Within the entries below, the lines from the one with "Query: green field on hillside" through the one with "of the grazing" are to be set down exactly, both ends kept.

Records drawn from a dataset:
BEGIN

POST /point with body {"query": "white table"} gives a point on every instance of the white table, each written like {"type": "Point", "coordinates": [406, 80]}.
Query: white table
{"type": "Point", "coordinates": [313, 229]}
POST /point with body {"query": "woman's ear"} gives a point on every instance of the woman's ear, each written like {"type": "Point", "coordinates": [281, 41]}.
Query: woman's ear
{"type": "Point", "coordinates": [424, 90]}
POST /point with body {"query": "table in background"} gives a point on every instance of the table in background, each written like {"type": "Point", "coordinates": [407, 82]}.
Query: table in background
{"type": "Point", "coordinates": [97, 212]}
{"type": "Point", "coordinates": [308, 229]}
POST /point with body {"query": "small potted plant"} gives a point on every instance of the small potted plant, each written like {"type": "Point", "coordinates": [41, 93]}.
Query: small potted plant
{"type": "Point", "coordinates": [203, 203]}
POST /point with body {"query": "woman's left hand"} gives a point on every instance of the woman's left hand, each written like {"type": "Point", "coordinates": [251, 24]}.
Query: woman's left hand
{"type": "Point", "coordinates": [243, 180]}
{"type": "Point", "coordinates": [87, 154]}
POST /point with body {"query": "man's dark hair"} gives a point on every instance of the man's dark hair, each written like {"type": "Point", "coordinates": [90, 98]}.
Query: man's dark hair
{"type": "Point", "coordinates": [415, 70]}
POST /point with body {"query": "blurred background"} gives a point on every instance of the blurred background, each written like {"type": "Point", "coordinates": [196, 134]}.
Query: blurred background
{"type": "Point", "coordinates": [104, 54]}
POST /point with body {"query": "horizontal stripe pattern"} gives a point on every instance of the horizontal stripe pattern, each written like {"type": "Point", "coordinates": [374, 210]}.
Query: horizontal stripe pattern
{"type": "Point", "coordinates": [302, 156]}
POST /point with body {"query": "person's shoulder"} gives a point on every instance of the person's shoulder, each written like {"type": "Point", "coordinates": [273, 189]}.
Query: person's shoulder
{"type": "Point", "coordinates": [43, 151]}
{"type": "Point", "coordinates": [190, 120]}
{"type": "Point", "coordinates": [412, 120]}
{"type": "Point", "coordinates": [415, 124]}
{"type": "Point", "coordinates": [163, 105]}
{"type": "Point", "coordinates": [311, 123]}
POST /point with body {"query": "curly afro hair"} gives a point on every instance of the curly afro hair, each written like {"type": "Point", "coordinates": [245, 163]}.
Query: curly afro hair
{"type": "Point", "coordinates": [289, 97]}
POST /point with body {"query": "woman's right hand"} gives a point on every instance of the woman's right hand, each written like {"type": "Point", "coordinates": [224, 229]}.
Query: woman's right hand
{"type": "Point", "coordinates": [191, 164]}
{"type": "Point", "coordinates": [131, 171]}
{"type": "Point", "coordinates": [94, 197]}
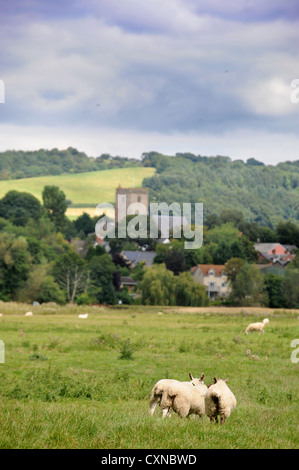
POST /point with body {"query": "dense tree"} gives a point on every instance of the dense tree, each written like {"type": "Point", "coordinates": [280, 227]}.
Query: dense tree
{"type": "Point", "coordinates": [188, 292]}
{"type": "Point", "coordinates": [54, 202]}
{"type": "Point", "coordinates": [101, 286]}
{"type": "Point", "coordinates": [274, 291]}
{"type": "Point", "coordinates": [84, 223]}
{"type": "Point", "coordinates": [291, 283]}
{"type": "Point", "coordinates": [247, 286]}
{"type": "Point", "coordinates": [19, 207]}
{"type": "Point", "coordinates": [288, 233]}
{"type": "Point", "coordinates": [14, 264]}
{"type": "Point", "coordinates": [71, 274]}
{"type": "Point", "coordinates": [158, 286]}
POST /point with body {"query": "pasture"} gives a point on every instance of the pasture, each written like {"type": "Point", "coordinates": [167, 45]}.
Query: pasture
{"type": "Point", "coordinates": [83, 189]}
{"type": "Point", "coordinates": [85, 383]}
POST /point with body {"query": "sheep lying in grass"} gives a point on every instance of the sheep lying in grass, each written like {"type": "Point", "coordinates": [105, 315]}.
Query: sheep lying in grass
{"type": "Point", "coordinates": [259, 326]}
{"type": "Point", "coordinates": [83, 315]}
{"type": "Point", "coordinates": [28, 314]}
{"type": "Point", "coordinates": [185, 398]}
{"type": "Point", "coordinates": [219, 400]}
{"type": "Point", "coordinates": [161, 385]}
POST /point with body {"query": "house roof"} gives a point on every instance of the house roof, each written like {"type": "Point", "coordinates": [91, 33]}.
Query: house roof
{"type": "Point", "coordinates": [169, 221]}
{"type": "Point", "coordinates": [136, 257]}
{"type": "Point", "coordinates": [266, 247]}
{"type": "Point", "coordinates": [280, 259]}
{"type": "Point", "coordinates": [205, 268]}
{"type": "Point", "coordinates": [290, 247]}
{"type": "Point", "coordinates": [127, 280]}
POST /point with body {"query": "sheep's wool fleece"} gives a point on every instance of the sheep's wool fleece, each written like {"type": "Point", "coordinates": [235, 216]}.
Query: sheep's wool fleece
{"type": "Point", "coordinates": [226, 399]}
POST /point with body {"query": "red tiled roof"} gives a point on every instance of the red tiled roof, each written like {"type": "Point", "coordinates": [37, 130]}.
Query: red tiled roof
{"type": "Point", "coordinates": [205, 268]}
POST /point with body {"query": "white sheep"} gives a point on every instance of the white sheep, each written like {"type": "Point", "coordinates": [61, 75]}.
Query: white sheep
{"type": "Point", "coordinates": [28, 314]}
{"type": "Point", "coordinates": [161, 385]}
{"type": "Point", "coordinates": [258, 326]}
{"type": "Point", "coordinates": [83, 315]}
{"type": "Point", "coordinates": [219, 400]}
{"type": "Point", "coordinates": [185, 398]}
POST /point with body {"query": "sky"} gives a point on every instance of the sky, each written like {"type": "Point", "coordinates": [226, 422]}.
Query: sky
{"type": "Point", "coordinates": [126, 77]}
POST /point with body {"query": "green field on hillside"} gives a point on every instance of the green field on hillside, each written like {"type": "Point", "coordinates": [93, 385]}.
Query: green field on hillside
{"type": "Point", "coordinates": [73, 383]}
{"type": "Point", "coordinates": [89, 188]}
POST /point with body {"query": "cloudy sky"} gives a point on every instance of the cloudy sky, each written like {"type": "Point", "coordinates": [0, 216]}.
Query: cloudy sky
{"type": "Point", "coordinates": [126, 77]}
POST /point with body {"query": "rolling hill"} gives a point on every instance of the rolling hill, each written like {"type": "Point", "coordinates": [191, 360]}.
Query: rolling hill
{"type": "Point", "coordinates": [84, 190]}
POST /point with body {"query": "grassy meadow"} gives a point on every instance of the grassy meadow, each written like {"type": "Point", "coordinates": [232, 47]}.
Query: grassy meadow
{"type": "Point", "coordinates": [85, 189]}
{"type": "Point", "coordinates": [73, 383]}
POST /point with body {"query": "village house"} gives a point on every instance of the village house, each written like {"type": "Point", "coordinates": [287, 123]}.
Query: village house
{"type": "Point", "coordinates": [129, 282]}
{"type": "Point", "coordinates": [135, 257]}
{"type": "Point", "coordinates": [212, 276]}
{"type": "Point", "coordinates": [275, 253]}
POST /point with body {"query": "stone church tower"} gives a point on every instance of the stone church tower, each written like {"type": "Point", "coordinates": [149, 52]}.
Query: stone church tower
{"type": "Point", "coordinates": [129, 196]}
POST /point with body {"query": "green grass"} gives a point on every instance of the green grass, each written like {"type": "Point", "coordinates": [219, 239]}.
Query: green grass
{"type": "Point", "coordinates": [89, 188]}
{"type": "Point", "coordinates": [66, 383]}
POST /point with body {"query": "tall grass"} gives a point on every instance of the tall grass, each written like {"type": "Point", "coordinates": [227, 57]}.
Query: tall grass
{"type": "Point", "coordinates": [90, 382]}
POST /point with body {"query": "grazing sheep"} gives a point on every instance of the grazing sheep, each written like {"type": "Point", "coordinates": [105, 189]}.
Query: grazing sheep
{"type": "Point", "coordinates": [219, 400]}
{"type": "Point", "coordinates": [161, 385]}
{"type": "Point", "coordinates": [259, 326]}
{"type": "Point", "coordinates": [185, 398]}
{"type": "Point", "coordinates": [83, 315]}
{"type": "Point", "coordinates": [28, 314]}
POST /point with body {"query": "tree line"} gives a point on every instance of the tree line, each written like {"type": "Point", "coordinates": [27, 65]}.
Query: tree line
{"type": "Point", "coordinates": [39, 261]}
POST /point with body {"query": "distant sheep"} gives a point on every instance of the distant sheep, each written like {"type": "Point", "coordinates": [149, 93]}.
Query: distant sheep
{"type": "Point", "coordinates": [28, 314]}
{"type": "Point", "coordinates": [219, 400]}
{"type": "Point", "coordinates": [161, 385]}
{"type": "Point", "coordinates": [83, 315]}
{"type": "Point", "coordinates": [259, 326]}
{"type": "Point", "coordinates": [185, 398]}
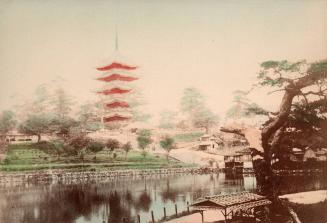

END

• _SOLUTION TO THIS TASK_
Query: green field on hillside
{"type": "Point", "coordinates": [73, 383]}
{"type": "Point", "coordinates": [89, 188]}
POST /point with body {"query": "cloudy sky"} gives a point on every instance of the cloudy sky, each written like {"type": "Point", "coordinates": [0, 216]}.
Query: cloudy sky
{"type": "Point", "coordinates": [126, 77]}
POST /point with body {"query": "rolling hill"} gives a point on every instance of the rolling hill, each written like {"type": "Point", "coordinates": [191, 360]}.
Query: rolling hill
{"type": "Point", "coordinates": [84, 190]}
POST /point with body {"query": "grassy meadow"} gives a point on every instance of the grassy meadow, each written like {"type": "Point", "coordinates": [232, 47]}.
Query: grassy meadow
{"type": "Point", "coordinates": [85, 189]}
{"type": "Point", "coordinates": [73, 383]}
POST /point with body {"query": "village house"} gives a point on every instance of the village house, each written like {"type": "Point", "coordinates": [287, 123]}.
Query: village house
{"type": "Point", "coordinates": [129, 282]}
{"type": "Point", "coordinates": [135, 257]}
{"type": "Point", "coordinates": [212, 276]}
{"type": "Point", "coordinates": [275, 253]}
POST /point with body {"query": "stone church tower"} gives a point on every instance of the stone church tower, each written like {"type": "Point", "coordinates": [149, 52]}.
Query: stone church tower
{"type": "Point", "coordinates": [129, 196]}
POST /point with body {"query": "green grass"} gives a point on every instance of the green grass, each written like {"type": "Point", "coordinates": [219, 239]}.
Query: green grass
{"type": "Point", "coordinates": [89, 188]}
{"type": "Point", "coordinates": [66, 383]}
POST /point with body {"query": "tall grass"} gives a point on every instance of the tall grass, each written like {"type": "Point", "coordinates": [227, 57]}.
Query: tall grass
{"type": "Point", "coordinates": [90, 382]}
POST /point with body {"query": "grazing sheep"} gives a point on every instance of the grazing sheep, each written like {"type": "Point", "coordinates": [105, 189]}.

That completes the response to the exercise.